● **WRITTEN EXERCISE**
Output the part of the bar story below from "Picture the scene, Last" to "to serve him.", copied word for word.

Picture the scene, Last orders have just been rang and this weasely looking guy sidles up to the bar, waits for like a millisecond before barking for service. Now I mistakenly make eye-contact, just to show contempt at his impatience and chosen method of attracting attention but this guy takes it as I want to serve him.
“Seven black Aftershock” (note the lack of please) he states.
“Not at this time of night, sorry mate” I reply
“What?” he barks back, at this point I am beginning to think that maybe he is some sort of dog-human hybrid so I smile and calmly tell him, while trying to establish myself subtly as the alpha male.
“You and your mates have had a bit to drink so I’m not going to serve you the shots; it’s the end of the night lets just leave it.”
“You’re not serving me?” obviously he wasn’t crossed with a smart dog like Lassie or Scooby Doo, so I explain further
“Its part of The Responsibility of Serving Alcohol legislation, it means I’m responsible for you if I serve you or your friends, and I’m just not prepared to do that”

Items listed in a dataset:

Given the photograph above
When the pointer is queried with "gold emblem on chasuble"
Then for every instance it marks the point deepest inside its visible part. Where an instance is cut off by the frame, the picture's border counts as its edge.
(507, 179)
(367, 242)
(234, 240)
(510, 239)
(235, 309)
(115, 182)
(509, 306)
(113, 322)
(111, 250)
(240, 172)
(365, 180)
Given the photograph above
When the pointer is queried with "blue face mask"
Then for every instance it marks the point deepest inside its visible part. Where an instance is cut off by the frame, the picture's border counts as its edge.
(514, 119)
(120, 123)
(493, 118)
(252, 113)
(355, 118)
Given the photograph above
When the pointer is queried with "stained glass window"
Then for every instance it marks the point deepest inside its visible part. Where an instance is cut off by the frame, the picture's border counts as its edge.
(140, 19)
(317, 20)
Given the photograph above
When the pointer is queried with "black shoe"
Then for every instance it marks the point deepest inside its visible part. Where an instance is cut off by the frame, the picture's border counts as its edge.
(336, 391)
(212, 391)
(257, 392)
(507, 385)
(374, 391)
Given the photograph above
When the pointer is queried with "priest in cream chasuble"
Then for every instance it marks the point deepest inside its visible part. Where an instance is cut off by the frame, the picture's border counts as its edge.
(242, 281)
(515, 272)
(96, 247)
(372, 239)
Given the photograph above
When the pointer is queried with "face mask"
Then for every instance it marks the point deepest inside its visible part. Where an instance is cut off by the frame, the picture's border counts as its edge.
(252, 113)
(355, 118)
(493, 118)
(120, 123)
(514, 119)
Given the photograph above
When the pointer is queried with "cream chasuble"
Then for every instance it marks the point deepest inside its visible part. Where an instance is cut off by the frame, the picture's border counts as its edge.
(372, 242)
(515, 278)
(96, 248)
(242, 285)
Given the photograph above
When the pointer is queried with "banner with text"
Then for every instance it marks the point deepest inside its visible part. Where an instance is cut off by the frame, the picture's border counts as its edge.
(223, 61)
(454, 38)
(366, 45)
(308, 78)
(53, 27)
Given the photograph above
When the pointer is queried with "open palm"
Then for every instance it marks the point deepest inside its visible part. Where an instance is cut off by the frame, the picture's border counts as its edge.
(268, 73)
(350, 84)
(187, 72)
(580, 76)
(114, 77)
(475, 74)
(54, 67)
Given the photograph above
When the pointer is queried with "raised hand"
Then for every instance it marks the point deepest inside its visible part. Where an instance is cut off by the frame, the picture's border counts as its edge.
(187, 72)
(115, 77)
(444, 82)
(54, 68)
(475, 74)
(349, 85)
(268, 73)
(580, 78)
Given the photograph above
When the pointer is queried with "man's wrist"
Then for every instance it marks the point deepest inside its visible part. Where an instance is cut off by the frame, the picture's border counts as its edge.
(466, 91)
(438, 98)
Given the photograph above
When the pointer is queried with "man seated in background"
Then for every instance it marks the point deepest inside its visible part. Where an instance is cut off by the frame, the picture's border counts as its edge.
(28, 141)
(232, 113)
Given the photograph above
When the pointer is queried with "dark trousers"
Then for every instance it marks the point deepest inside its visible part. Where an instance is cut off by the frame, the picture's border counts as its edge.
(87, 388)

● **WRITTEN ANSWER**
Picture the scene, Last orders have just been rang and this weasely looking guy sidles up to the bar, waits for like a millisecond before barking for service. Now I mistakenly make eye-contact, just to show contempt at his impatience and chosen method of attracting attention but this guy takes it as I want to serve him.